▸ **WORK TO DO**: Reproduce all of the entries below, changing "intersection tally" to "crossing count" wherever it occurs and keeping everything else the same. Leave the pictures out.

— BEGIN DATA SHOWN —

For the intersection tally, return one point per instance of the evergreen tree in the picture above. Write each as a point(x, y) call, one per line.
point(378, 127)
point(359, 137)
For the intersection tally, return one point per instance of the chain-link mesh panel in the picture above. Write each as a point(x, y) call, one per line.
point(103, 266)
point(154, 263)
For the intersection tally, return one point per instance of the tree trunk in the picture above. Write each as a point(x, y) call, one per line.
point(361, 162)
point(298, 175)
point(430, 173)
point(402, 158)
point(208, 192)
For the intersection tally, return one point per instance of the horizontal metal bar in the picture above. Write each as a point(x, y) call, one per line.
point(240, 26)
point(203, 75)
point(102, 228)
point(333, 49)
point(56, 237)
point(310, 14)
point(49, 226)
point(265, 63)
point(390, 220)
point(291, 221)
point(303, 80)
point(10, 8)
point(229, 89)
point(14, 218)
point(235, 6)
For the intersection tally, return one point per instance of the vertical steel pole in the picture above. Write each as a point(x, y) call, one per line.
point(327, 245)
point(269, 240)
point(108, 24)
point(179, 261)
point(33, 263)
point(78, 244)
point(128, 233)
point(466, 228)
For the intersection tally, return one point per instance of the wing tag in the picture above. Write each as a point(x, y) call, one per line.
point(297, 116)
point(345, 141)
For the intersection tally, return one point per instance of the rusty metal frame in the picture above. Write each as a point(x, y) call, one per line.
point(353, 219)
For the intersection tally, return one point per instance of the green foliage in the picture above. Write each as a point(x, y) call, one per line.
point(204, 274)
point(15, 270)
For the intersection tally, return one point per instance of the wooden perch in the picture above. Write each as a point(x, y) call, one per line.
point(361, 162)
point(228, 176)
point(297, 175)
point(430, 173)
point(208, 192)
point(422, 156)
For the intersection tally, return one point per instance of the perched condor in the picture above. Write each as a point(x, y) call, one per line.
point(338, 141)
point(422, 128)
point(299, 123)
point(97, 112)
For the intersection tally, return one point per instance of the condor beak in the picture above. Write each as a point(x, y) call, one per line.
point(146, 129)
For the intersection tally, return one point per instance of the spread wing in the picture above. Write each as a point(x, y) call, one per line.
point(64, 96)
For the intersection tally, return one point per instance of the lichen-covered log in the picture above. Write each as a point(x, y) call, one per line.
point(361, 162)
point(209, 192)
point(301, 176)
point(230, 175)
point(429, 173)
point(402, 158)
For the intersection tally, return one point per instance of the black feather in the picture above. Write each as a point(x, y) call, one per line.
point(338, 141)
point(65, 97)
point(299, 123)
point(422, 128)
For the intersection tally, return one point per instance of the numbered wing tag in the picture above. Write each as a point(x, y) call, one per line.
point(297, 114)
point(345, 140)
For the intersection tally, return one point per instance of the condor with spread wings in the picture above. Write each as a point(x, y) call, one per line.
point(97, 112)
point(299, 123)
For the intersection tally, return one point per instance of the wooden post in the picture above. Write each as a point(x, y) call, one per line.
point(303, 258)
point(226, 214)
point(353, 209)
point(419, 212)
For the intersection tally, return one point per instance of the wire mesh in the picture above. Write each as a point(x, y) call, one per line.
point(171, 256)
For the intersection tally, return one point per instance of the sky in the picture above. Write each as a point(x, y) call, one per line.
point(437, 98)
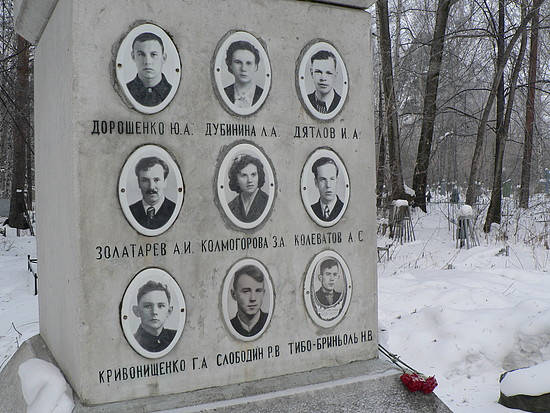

— END DATA SHOWN —

▸ **WRITTEN ANSWER**:
For the crossing count, return one point per instance of the evergreen tree in the picture above. Write each as a point(x, y) call, one per line.
point(378, 127)
point(359, 137)
For the crossing count, return one point per instance of the chain-link mesh panel in the picture above. Write each as a point(x, y) call, one per line.
point(103, 266)
point(154, 263)
For the crossing count, return one point per instance of the tree trunk in the picture above. Write each as a point(x, y) call, one per line.
point(361, 162)
point(298, 175)
point(430, 173)
point(402, 158)
point(208, 192)
For the crossing count, return one point per instance of the horizontal metal bar in the picture above. Write each as a point(x, y) call, one per line.
point(240, 26)
point(203, 75)
point(102, 228)
point(333, 49)
point(56, 237)
point(310, 14)
point(49, 226)
point(265, 63)
point(390, 220)
point(291, 221)
point(303, 80)
point(10, 8)
point(229, 89)
point(14, 218)
point(235, 6)
For the crossing count, return one point per instance of the vertical steel pole in the picture above. Write each as a point(x, y) call, one per line.
point(327, 245)
point(269, 240)
point(108, 24)
point(179, 261)
point(33, 263)
point(78, 244)
point(128, 233)
point(466, 228)
For the crossing count, return one point per instance of the wing tag in the picture above. Write each as a point(x, y) call, one per line.
point(297, 116)
point(345, 141)
For the crossing count, return one point per instance of the rusty metal frame in the picture above. Write each as a point(x, y) call, one per line.
point(353, 219)
For the crossing count, return one point per instance of the green foliage in the picture above. Write each as a point(x, y) call, one per line.
point(204, 274)
point(15, 270)
For the crossing count, return one point per instance of the wooden perch in the picture above. Write each as a point(x, y) call, one per line.
point(361, 162)
point(228, 176)
point(297, 175)
point(430, 173)
point(208, 192)
point(422, 156)
For the crossing count, return one point per instance of the perched condor in the picture above. Write each as a point(x, y) call, one per line.
point(338, 141)
point(422, 128)
point(299, 123)
point(97, 112)
For the crossing count, return one point per instance of the condor beak in the picture above. Write each as a point(x, y) call, one per line.
point(146, 129)
For the crossing count, return one point per instance of the spread wing in the picture above. Write each as a point(x, y) call, one per line.
point(64, 96)
For the crossing count, return one point per instance of the lichen-covered log in the picture above. Write each as a point(x, y) call, one per line.
point(361, 162)
point(209, 192)
point(301, 176)
point(230, 175)
point(429, 173)
point(402, 158)
For the crossing count, return one point per instance of the black feather in the picture above. Write each as a point(x, y) call, one per line.
point(338, 141)
point(65, 97)
point(299, 123)
point(422, 128)
For the crossing count, return one point per instance of the numbered wing tag in the picture above. Write each as a point(x, y) call, one per line.
point(297, 114)
point(345, 140)
For the crossing count, return one point per instance of the condor with spread wings in the picture above. Write each as a point(x, y) call, one per line.
point(97, 112)
point(299, 123)
For the crossing count, return one point per instance of the wooden post in the picture above. Write each as a point(x, y) call, one per line.
point(303, 258)
point(226, 214)
point(353, 209)
point(419, 212)
For the crossing count, return one point per instance of the wire mesh in the picture above. Write each as a point(x, y) call, one per line.
point(171, 256)
For the crossing count, return one point per instance of the sky in the picture above. Write each as a point(x, y) call, one per line.
point(437, 98)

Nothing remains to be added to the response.